(Extracted data entries)
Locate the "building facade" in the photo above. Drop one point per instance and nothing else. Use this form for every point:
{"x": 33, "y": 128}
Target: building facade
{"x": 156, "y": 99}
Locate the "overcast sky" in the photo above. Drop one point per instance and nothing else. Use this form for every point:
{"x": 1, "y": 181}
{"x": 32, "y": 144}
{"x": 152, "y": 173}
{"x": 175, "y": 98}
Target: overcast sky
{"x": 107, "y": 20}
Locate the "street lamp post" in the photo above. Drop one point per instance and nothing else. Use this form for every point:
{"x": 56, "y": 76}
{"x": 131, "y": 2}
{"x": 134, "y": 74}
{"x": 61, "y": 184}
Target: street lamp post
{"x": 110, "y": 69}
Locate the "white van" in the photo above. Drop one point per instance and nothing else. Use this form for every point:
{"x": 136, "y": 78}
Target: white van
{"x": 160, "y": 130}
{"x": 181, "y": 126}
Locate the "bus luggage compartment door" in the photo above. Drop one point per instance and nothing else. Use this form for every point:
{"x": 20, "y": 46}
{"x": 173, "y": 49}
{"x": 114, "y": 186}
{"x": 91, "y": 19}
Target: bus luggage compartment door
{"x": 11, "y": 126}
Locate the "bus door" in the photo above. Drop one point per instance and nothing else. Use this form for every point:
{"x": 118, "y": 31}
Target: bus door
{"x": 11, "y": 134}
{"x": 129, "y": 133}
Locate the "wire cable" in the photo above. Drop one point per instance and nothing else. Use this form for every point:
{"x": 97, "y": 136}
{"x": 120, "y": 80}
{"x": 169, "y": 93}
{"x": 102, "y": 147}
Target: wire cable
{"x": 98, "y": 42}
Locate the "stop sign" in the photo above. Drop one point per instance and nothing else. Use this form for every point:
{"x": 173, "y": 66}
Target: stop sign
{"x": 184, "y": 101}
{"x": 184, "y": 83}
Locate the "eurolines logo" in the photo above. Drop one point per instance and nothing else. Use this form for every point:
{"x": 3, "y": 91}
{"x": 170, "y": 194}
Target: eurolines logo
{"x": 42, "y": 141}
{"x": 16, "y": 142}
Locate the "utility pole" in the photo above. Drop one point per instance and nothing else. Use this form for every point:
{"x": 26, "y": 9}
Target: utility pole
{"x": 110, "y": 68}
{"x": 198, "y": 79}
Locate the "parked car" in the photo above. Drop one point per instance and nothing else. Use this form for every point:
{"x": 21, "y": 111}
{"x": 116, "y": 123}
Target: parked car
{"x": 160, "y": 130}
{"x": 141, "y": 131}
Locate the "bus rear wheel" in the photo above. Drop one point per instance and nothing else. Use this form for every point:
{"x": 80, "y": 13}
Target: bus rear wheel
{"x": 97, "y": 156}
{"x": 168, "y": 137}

### GOAL
Once more, set down the full listing, verbatim.

### EXERCISE RESULT
Locate the "building facade" in the photo above. Drop one point per instance and nothing else. Use this form for every point:
{"x": 33, "y": 128}
Target: building facade
{"x": 156, "y": 99}
Locate the "overcast sky" in the photo above. Drop one point per instance and nothing else. Use this form for every point:
{"x": 1, "y": 181}
{"x": 32, "y": 144}
{"x": 152, "y": 173}
{"x": 175, "y": 98}
Target: overcast sky
{"x": 107, "y": 20}
Locate the "street lamp post" in the photo above. Drop one point per instance and nothing else. Use this form for every point:
{"x": 56, "y": 76}
{"x": 131, "y": 2}
{"x": 134, "y": 74}
{"x": 61, "y": 184}
Target: street lamp post
{"x": 110, "y": 69}
Locate the "white van" in the photo above. Drop one point per instance and nothing else. Use this form for every point:
{"x": 136, "y": 78}
Target: white van
{"x": 160, "y": 130}
{"x": 181, "y": 126}
Locate the "bus luggage compartment door" in the photo above. Drop one point per instance and nothing else. Use this form for every point:
{"x": 20, "y": 46}
{"x": 173, "y": 49}
{"x": 114, "y": 186}
{"x": 91, "y": 19}
Target: bus luggage compartment door
{"x": 11, "y": 126}
Locate the "bus door" in the photo above. Drop one point per instance and nothing else. Use this form for every point:
{"x": 118, "y": 31}
Target: bus door
{"x": 11, "y": 134}
{"x": 129, "y": 133}
Locate the "wire cable" in the photo above. Drop one point per instance and nothing else. Use this form for every point:
{"x": 97, "y": 136}
{"x": 120, "y": 80}
{"x": 169, "y": 93}
{"x": 102, "y": 147}
Target: wire cable
{"x": 98, "y": 42}
Locate the "stop sign" in the photo above. Drop one point per instance and nothing else. Use this form for every point:
{"x": 173, "y": 66}
Target: stop sign
{"x": 184, "y": 101}
{"x": 184, "y": 83}
Locate the "eurolines logo" in the photo above. Drop one point per instance and nothing else. Use this form for every point:
{"x": 3, "y": 91}
{"x": 170, "y": 194}
Target: eurolines logo
{"x": 42, "y": 141}
{"x": 16, "y": 142}
Locate the "utility pole" in the photo above. Drop one point per instance and nothing else. Use this form for every point:
{"x": 26, "y": 9}
Target: utility pole
{"x": 110, "y": 68}
{"x": 198, "y": 79}
Locate the "parked car" in the photo above. Drop one point per instance and nothing else. Use this form for every point:
{"x": 21, "y": 111}
{"x": 116, "y": 123}
Target: parked car
{"x": 160, "y": 130}
{"x": 141, "y": 131}
Locate the "bus rear wheel" in the photo above. Drop one point per instance and nothing else. Use this form for every point:
{"x": 80, "y": 13}
Target: bus rear wheel
{"x": 97, "y": 156}
{"x": 168, "y": 137}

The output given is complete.